PROBLEM DETAILS
Give back the full data, unchanged and complete.

INFORMATION SHOWN
-*-*-

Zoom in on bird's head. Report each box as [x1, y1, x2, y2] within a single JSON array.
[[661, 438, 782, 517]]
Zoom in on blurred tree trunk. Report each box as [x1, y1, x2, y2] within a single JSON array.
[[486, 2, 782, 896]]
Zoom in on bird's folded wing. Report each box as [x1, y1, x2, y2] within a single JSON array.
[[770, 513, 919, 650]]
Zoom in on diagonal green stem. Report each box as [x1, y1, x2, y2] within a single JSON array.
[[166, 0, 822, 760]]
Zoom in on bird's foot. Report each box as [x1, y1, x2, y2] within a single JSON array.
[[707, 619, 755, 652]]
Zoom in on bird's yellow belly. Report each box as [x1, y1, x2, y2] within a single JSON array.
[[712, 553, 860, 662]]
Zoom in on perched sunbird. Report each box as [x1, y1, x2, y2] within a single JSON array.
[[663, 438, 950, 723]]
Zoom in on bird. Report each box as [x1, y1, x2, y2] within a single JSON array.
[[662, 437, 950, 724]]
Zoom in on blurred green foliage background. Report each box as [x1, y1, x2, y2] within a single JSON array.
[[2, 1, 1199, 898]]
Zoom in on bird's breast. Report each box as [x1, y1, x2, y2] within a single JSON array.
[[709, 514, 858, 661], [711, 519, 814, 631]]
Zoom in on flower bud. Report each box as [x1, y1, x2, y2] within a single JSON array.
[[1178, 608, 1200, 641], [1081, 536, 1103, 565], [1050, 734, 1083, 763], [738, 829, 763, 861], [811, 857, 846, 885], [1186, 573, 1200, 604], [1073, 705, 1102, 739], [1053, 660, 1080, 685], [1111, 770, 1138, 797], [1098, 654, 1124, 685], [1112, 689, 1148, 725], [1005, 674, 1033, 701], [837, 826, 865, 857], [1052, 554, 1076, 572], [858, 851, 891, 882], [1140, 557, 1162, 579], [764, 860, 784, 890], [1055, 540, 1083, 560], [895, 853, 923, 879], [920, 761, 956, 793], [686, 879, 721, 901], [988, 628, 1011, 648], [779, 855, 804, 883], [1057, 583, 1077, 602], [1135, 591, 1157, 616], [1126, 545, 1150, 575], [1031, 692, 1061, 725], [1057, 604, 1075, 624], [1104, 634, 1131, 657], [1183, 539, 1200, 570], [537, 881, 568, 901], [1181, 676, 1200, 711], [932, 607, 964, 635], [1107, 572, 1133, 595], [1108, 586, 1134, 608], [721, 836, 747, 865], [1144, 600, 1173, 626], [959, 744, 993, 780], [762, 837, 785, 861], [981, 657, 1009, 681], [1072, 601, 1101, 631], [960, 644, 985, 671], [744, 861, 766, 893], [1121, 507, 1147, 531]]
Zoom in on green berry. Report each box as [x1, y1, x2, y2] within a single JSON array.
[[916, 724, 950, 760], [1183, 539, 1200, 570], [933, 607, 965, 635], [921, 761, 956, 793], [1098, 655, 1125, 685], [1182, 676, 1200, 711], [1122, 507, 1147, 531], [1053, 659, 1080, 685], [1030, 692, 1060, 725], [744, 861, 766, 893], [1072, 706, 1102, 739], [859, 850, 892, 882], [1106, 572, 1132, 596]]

-*-*-

OUTPUT
Zoom in on bird's head. Report each box as [x1, y1, x2, y2] within a single JSON array.
[[661, 438, 782, 517]]
Zoom in on blurred tree trunk. Report each box as [x1, y1, x2, y2] within a single JSON array.
[[486, 2, 782, 896]]
Zoom in on bird's folded wing. Report each box as [x1, y1, x2, y2] within a single JSON array.
[[770, 513, 919, 650]]
Zoom in on diagonal green stem. Report each box as [x1, y1, x2, y2] within a single JSON array.
[[166, 0, 822, 760]]
Zoom in on bird's foot. Report each box as [x1, y1, x2, y2] within a single JSON array.
[[707, 619, 755, 652]]
Zoom in on bird's yellow belly. Report each box as [x1, y1, x2, y2] within a single JSON array.
[[712, 553, 860, 662]]
Zoom in on perched sunbird. Report each box as [x1, y1, x2, y2] within a single JSON array.
[[663, 438, 950, 723]]
Zoom in on bird. Report each box as [x1, y1, x2, y2] within a single JSON array.
[[662, 437, 950, 724]]
Zoom in on blurred green foliage background. Report each box as [x1, y1, x2, y2] within a single JSON array.
[[2, 1, 1199, 898]]
Zoom in on bird's breast. Report each box as [x1, y1, x2, y2] within a single JSON array.
[[709, 514, 858, 661], [711, 519, 814, 631]]
Zoom in on flower bud. Report each box as [x1, y1, x2, y2] within a single JSON array.
[[1178, 608, 1200, 641], [1081, 536, 1103, 565], [1050, 734, 1083, 763], [738, 829, 763, 861], [811, 857, 846, 885], [1186, 573, 1200, 604], [1073, 705, 1102, 739], [1053, 660, 1080, 685], [1111, 770, 1138, 797], [1098, 654, 1124, 685], [1112, 689, 1148, 725], [1005, 674, 1033, 701], [837, 826, 865, 857], [1052, 554, 1076, 572], [858, 851, 891, 882], [1140, 557, 1162, 579], [764, 860, 784, 890], [1055, 540, 1083, 560], [895, 853, 923, 879], [920, 761, 956, 793], [686, 879, 721, 901], [988, 628, 1011, 648], [779, 855, 804, 883], [1057, 583, 1077, 602], [1135, 591, 1157, 616], [1126, 545, 1150, 575], [1031, 692, 1061, 725], [1057, 604, 1075, 624], [1104, 634, 1131, 657], [1183, 539, 1200, 570], [537, 881, 568, 901], [1181, 676, 1200, 711], [932, 607, 964, 635], [1107, 572, 1133, 595], [1108, 586, 1134, 608], [721, 836, 747, 865], [1144, 600, 1173, 626], [959, 744, 993, 780], [762, 837, 785, 861], [981, 657, 1009, 681], [1072, 601, 1101, 631], [960, 644, 985, 671], [744, 861, 766, 893], [1121, 507, 1147, 531]]
Zoom in on green berry. Report each box as [x1, y1, x2, y2] within a single JSON array.
[[916, 724, 950, 760], [1183, 539, 1200, 570], [933, 607, 965, 635], [921, 761, 956, 793], [1098, 655, 1125, 685], [1182, 676, 1200, 711], [1122, 507, 1147, 531], [1053, 659, 1080, 685], [1030, 692, 1060, 725], [744, 861, 766, 893], [1072, 706, 1102, 739], [859, 850, 892, 882], [1106, 572, 1132, 596]]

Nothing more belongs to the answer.